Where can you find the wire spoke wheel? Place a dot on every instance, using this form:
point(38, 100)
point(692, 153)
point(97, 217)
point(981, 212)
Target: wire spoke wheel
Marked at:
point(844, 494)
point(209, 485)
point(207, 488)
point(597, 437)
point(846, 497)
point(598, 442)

──────────────────────────────

[Exercise instructions] Gather each line in the data that holds the string "wheel".

[Response for this exercise]
Where can you find the wire spoke wheel? Place a dot on every instance, using this form:
Target: wire spoke wheel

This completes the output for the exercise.